EXCERPTED PASSAGE
'''
The Department of Health and Social Care (DHSC) has consulted with industry on its plans to change the rules governing NHS spending on branded medicines, with the new regime intended to take effect on 1 January 2024.
In this article, we discuss the branded medicines regime, consider the proposed changes and how they may affect businesses in the Life Sciences sector in the UK, and discuss some of the industry feedback to the proposals.
How the cost of branded medicines to the NHS is regulated
Unsurprisingly, the NHS spends a lot on medicines – such spending is second only to staff costs as a share of NHS budgets.
The cost to the NHS of ‘branded’ (as opposed to generic) medicines is controlled by two schemes: the 2019 voluntary scheme for branded medicines pricing and access (VPAS) and a separate statutory scheme set out in the Branded Health Service Medicines (Costs) Regulations 2018 (the Statutory Scheme), which applies to pharmaceutical companies which have not volunteered to participate in VPAS.
The basic mechanism underlying both schemes involves suppliers of branded medicines paying back to the government a proportion of the payments they receive from the NHS in respect of branded medicines.
The value of this levy is calculated to ensure that the NHS’s net spend on branded medicines grows by only a set percentage year on year (the allowed growth rate).
This approach is intended to strike a balance between the interests of the NHS and patients (in having access to reasonably priced branded medicines) and the life sciences industry (in ensuring that there is a steady (but not unsustainable) year-on-year increase in NHS spending on such products).
'''
DATASET EXCERPTS
'''
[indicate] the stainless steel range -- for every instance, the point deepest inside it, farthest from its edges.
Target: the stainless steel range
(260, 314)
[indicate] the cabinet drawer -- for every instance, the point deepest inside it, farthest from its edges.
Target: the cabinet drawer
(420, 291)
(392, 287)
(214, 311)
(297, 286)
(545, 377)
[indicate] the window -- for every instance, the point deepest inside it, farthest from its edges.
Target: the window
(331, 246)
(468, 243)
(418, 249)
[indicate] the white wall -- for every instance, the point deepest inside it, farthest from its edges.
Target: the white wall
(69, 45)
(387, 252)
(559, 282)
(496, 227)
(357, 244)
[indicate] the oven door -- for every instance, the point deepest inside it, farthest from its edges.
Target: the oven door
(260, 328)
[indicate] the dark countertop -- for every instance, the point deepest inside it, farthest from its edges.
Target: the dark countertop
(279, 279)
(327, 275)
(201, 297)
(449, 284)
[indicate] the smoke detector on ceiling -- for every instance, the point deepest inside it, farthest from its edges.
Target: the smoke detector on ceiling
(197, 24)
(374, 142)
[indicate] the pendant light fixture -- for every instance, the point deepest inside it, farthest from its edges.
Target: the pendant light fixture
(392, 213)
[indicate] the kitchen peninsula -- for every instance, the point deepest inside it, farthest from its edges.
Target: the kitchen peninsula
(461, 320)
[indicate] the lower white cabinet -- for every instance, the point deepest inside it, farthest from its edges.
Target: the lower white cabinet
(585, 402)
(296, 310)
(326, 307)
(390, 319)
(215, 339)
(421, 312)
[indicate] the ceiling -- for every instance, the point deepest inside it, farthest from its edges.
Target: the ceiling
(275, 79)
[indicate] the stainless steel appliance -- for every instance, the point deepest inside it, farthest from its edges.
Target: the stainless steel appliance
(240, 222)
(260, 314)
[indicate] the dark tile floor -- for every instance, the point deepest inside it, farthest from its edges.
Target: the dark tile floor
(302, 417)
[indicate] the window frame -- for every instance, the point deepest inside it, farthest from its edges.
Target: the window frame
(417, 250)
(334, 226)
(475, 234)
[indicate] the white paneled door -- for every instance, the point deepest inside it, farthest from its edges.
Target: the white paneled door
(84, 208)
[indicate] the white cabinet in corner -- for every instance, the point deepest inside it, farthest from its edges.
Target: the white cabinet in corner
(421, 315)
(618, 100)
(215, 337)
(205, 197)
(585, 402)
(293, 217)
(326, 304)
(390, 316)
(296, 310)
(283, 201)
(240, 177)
'''
Do the following statements agree with the excerpt on NHS spending on branded medicines? For each, answer yes or no and quote the words from the excerpt that decide it.
(a) NHS spending on medicines is the largest share of NHS budgets.
(b) The Statutory Scheme applies to pharmaceutical companies that have not volunteered to take part in VPAS.
(c) The new regime is intended to take effect on 1 January 2024.

YOUR SOLUTION
(a) No: "such spending is second only to staff costs as a share of NHS budgets"
(b) Yes: "which applies to pharmaceutical companies which have not volunteered to participate in VPAS"
(c) Yes: "with the new regime intended to take effect on 1 January 2024"